Data to process ->
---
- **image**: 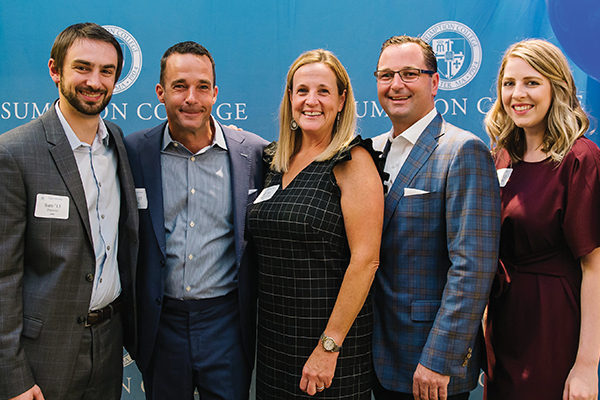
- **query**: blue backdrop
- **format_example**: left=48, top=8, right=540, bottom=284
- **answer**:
left=1, top=0, right=598, bottom=398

Work instruction ->
Give the entries again exactly. Pictures stay out.

Response to the exercise ->
---
- **image**: 
- **query**: blue backdrop
- **format_example**: left=48, top=8, right=540, bottom=284
- **answer**:
left=1, top=0, right=598, bottom=398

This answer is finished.